The problem: Please retype the data in full, exactly as given.

Collected data entries
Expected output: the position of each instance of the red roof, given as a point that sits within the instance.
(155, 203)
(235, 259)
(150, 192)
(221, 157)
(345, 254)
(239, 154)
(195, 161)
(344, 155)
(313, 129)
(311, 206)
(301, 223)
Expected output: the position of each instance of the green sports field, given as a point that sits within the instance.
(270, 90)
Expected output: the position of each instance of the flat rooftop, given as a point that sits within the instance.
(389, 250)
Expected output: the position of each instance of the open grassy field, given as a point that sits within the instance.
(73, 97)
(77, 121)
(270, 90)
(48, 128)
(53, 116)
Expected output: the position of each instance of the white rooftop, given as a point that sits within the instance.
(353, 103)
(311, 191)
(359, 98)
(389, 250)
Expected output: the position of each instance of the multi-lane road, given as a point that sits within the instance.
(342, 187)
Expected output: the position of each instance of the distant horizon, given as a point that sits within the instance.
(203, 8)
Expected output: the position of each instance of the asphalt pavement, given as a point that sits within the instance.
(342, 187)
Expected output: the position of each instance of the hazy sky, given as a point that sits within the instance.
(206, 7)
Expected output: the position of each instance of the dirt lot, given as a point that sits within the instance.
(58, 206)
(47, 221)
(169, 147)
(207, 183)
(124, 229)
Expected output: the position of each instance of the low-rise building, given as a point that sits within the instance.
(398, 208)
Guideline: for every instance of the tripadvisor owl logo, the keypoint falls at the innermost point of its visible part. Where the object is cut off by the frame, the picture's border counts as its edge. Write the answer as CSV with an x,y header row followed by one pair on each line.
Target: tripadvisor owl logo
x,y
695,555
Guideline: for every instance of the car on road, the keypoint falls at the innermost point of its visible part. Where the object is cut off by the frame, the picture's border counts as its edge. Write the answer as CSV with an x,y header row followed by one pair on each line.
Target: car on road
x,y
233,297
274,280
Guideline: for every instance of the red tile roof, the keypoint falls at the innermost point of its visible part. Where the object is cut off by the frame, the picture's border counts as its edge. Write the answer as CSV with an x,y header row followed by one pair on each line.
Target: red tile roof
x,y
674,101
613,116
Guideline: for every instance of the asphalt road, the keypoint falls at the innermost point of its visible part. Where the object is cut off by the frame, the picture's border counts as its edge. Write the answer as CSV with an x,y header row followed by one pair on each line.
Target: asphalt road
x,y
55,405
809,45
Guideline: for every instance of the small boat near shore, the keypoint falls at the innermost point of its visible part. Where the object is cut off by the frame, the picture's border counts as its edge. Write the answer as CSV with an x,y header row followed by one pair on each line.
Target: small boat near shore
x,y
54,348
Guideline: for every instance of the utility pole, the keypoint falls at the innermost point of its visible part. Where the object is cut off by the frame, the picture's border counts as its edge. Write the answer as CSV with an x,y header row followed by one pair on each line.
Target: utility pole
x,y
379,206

Answer to the problem:
Expected output: the position of each instance of the red roof, given as a point that sits within the instance.
(155, 203)
(235, 259)
(150, 192)
(221, 157)
(345, 254)
(239, 154)
(195, 161)
(344, 155)
(313, 129)
(311, 206)
(301, 223)
Expected output: the position of each instance of the green sports field, given as a point that sits within the instance.
(270, 90)
Expected output: the position of each instance of the flat rooftop, given as a point that sits within the instance.
(389, 250)
Expected output: the position of each instance of the open grassy field, given as a point that sits within the instance.
(73, 97)
(77, 121)
(270, 90)
(48, 128)
(53, 116)
Expected output: the position of each instance of the white rooftop, given as a point that sits within the instance.
(353, 103)
(311, 191)
(359, 98)
(389, 250)
Expected output: the position of each instance of the multi-lane road, given as a point that sits within the instance.
(342, 187)
Expected output: the position of each instance of the distant horizon, given as a point that sits within the instance.
(203, 8)
Expected output: the position of each instance of the asphalt pavement, given as a point that sits within the instance.
(342, 187)
Expected output: the position of each instance of the hazy sky, given as a point that sits within the instance.
(206, 7)
Expected output: the position of each instance of the dirt lot, given as a point that sits within the instance.
(58, 206)
(47, 221)
(169, 147)
(207, 183)
(124, 229)
Expected output: the position of each instance of the low-rise building, given as a point that sits within the instance.
(398, 208)
Guideline: for every instance of the tripadvisor owl logo, the keypoint falls at the innermost point of its visible part. Where the object is cut off by the frame, the picture's border counts as its edge. Write the answer as CSV with an x,y header row followed by one pair on each line.
Target: tripadvisor owl logo
x,y
695,555
Guideline: for every instance of the car on road, the keypoint falls at the innermost point of its visible part. Where the object is cut off by the frame, the picture's border counts as its edge. Write the answer as CSV with an x,y header row followed by one pair on each line.
Target: car on road
x,y
233,297
274,280
Guideline: for every instance of the red tile roof, the keypoint falls at the innermost point of its visible part. Where the object is cut off by the frame, the picture's border counts as its edge. Write the answer as CSV with an x,y header row followed by one pair on each line.
Target: red tile roof
x,y
674,101
613,116
Guideline: for every instance of the asphalt road, the keypoint falls at the innermost point of its visible part. Where the object is cut off by the frame, the picture's border counts as its edge. Write the answer as CSV with an x,y header row followed by one pair on each line.
Target: asphalt road
x,y
55,405
809,45
Guideline: for every instance of the small boat near shore, the keypoint falls at the innermost point of its visible part. Where the object is cut off by the frame, the picture's border counts as its edge. Write the answer as CSV with an x,y header row followed by one pair on each line.
Target: small boat near shore
x,y
54,348
Guideline: for every instance of the utility pole, the keypoint falls at the innermost point of its visible part. Where the object is cut off by the frame, the picture's border counts as its edge. Write the answer as CSV with an x,y header row followed by one pair on each line.
Target: utility pole
x,y
379,206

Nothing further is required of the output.